┌──

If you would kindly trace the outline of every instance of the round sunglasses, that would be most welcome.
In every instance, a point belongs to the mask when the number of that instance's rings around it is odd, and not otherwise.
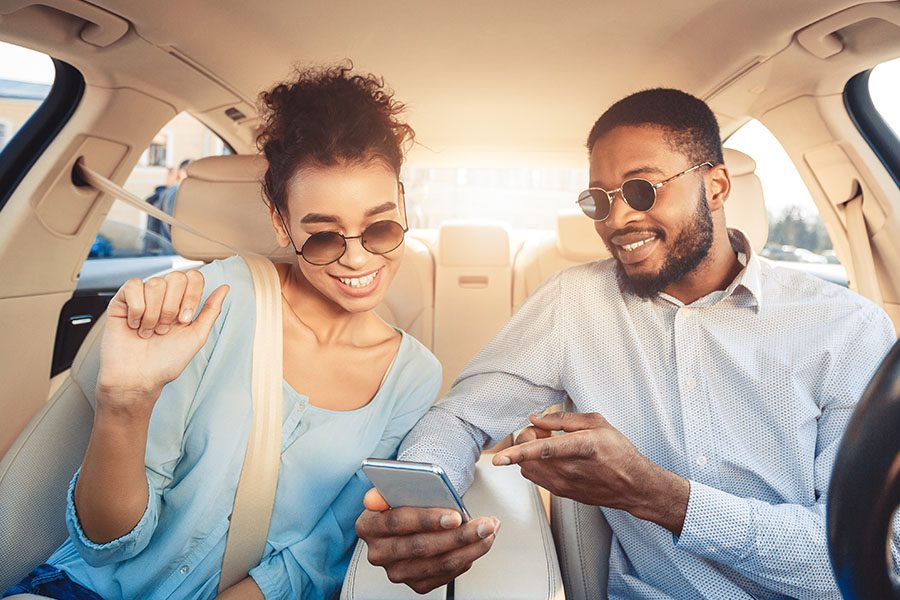
[[[667,179],[663,179],[659,183],[653,183],[646,179],[635,177],[634,179],[628,179],[622,182],[622,185],[614,190],[607,191],[603,188],[591,187],[578,195],[577,203],[578,206],[581,207],[582,212],[589,218],[594,221],[605,221],[612,209],[613,199],[616,197],[616,194],[621,192],[625,204],[634,210],[647,212],[653,208],[653,205],[656,203],[656,190],[667,183],[671,183],[678,179],[682,175],[687,175],[701,167],[712,166],[713,164],[711,162],[706,161],[699,165],[694,165],[689,169],[685,169],[681,173],[672,175]]]
[[[402,206],[402,214],[406,215],[406,198],[403,189],[403,183],[399,182],[400,187],[400,204]],[[409,231],[409,226],[404,226],[397,221],[386,219],[383,221],[375,221],[362,230],[359,235],[343,235],[336,231],[320,231],[314,233],[303,242],[300,249],[294,243],[294,236],[284,220],[284,216],[275,205],[275,212],[281,219],[281,224],[291,240],[294,247],[294,253],[300,256],[311,265],[321,267],[330,265],[339,260],[347,252],[347,240],[359,240],[359,243],[366,251],[372,254],[387,254],[400,247],[403,243],[403,236]]]
[[[330,265],[347,252],[347,240],[359,240],[362,247],[372,254],[387,254],[403,243],[407,228],[397,221],[376,221],[359,235],[342,235],[336,231],[314,233],[303,242],[300,249],[294,246],[297,256],[311,265]]]

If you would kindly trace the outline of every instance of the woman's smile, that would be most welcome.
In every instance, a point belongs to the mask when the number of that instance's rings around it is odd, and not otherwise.
[[[379,267],[374,271],[363,274],[354,275],[331,275],[331,278],[337,284],[337,288],[347,296],[361,298],[368,296],[376,289],[381,282],[381,270]]]

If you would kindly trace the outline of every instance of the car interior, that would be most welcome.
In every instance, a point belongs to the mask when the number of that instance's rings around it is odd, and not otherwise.
[[[230,155],[187,167],[173,217],[223,244],[294,260],[276,244],[262,201],[256,99],[296,64],[350,59],[383,75],[416,129],[408,166],[416,176],[456,169],[459,181],[477,169],[557,168],[580,170],[584,187],[585,139],[603,110],[650,87],[690,92],[713,109],[726,143],[726,221],[764,254],[773,216],[757,166],[766,157],[728,147],[748,122],[762,123],[799,173],[849,286],[900,331],[900,144],[868,87],[874,68],[900,57],[900,1],[2,0],[0,42],[46,54],[56,71],[47,99],[0,147],[0,376],[8,382],[0,389],[0,590],[65,538],[65,490],[90,433],[105,303],[127,277],[233,253],[175,227],[183,263],[103,279],[67,307],[117,202],[85,185],[76,163],[122,185],[160,129],[189,113]],[[409,202],[422,196],[424,218],[407,234],[379,314],[437,356],[443,393],[548,277],[610,254],[576,207],[577,191],[535,228],[490,208],[430,218],[429,189],[408,187]],[[464,500],[500,515],[505,536],[451,591],[426,597],[605,597],[609,528],[599,510],[494,471],[482,460]],[[418,595],[369,565],[360,543],[342,597]]]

└──

THE PROBLEM:
Copy all the data exactly as written, but skip any picture.

ANSWER TO THE PROBLEM:
If you would kindly trace the outline of every instance of the round sunglasses, that would be most welcome.
In every instance, a point belongs to the mask when the number of that instance's rings around it is odd, and not otherwise.
[[[667,179],[663,179],[659,183],[653,183],[646,179],[635,177],[634,179],[628,179],[622,182],[622,185],[614,190],[607,191],[603,188],[591,187],[578,195],[577,203],[578,206],[581,207],[582,212],[589,218],[594,221],[605,221],[612,209],[613,199],[616,197],[616,194],[621,192],[625,204],[634,210],[647,212],[653,208],[653,205],[656,203],[656,190],[667,183],[671,183],[678,179],[682,175],[687,175],[701,167],[712,166],[713,164],[711,162],[706,161],[699,165],[694,165],[689,169],[685,169],[681,173],[672,175]]]
[[[402,206],[402,214],[406,215],[406,198],[403,189],[403,183],[399,182],[400,187],[400,204]],[[409,231],[409,226],[404,226],[397,221],[386,219],[383,221],[375,221],[362,230],[359,235],[343,235],[336,231],[320,231],[314,233],[303,242],[300,249],[294,243],[294,236],[284,220],[284,216],[275,205],[275,212],[281,219],[281,224],[291,240],[294,247],[294,253],[300,256],[311,265],[321,267],[330,265],[339,260],[347,252],[347,240],[359,240],[359,243],[366,251],[372,254],[387,254],[400,247],[403,243],[403,236]]]
[[[330,265],[347,252],[347,240],[359,240],[362,247],[372,254],[387,254],[403,243],[407,228],[397,221],[376,221],[359,235],[342,235],[336,231],[314,233],[303,242],[300,249],[294,246],[297,256],[311,265]]]

If you would kindly trace the outline of every instance of the woman's smile, that would be most welcome.
In every instance, a point belongs to the mask when the number of that instance's rings around it is odd, and not otherwise.
[[[379,267],[374,271],[363,274],[354,275],[331,275],[331,278],[337,284],[337,288],[347,296],[361,298],[368,296],[376,289],[381,282],[381,270]]]

If you would kindly trace the outline of every instance of the car interior, that would be most welcome.
In every instance, a point belongs to the mask when the number of that instance's rings around it is odd, and not otherwise.
[[[230,155],[187,167],[173,217],[223,244],[294,260],[276,244],[262,201],[256,99],[296,64],[350,59],[383,75],[416,129],[408,166],[416,176],[456,169],[459,181],[477,169],[557,168],[580,170],[584,187],[585,139],[603,110],[650,87],[690,92],[713,109],[726,143],[726,221],[764,254],[773,216],[757,166],[766,157],[728,147],[748,122],[762,123],[799,173],[849,286],[900,331],[900,144],[868,87],[874,68],[900,57],[900,1],[2,0],[0,42],[46,54],[56,71],[47,99],[0,147],[0,376],[8,382],[0,389],[0,590],[65,538],[65,490],[90,433],[105,303],[127,277],[233,253],[175,227],[183,263],[103,279],[67,307],[117,202],[85,185],[76,163],[122,185],[160,129],[189,113]],[[409,202],[422,196],[424,218],[407,234],[379,314],[437,356],[443,393],[548,277],[610,254],[576,207],[577,191],[535,228],[490,208],[430,218],[429,189],[408,187]],[[464,500],[500,515],[505,536],[451,591],[426,597],[605,597],[609,528],[599,510],[494,471],[482,460]],[[418,595],[369,565],[360,543],[342,597]]]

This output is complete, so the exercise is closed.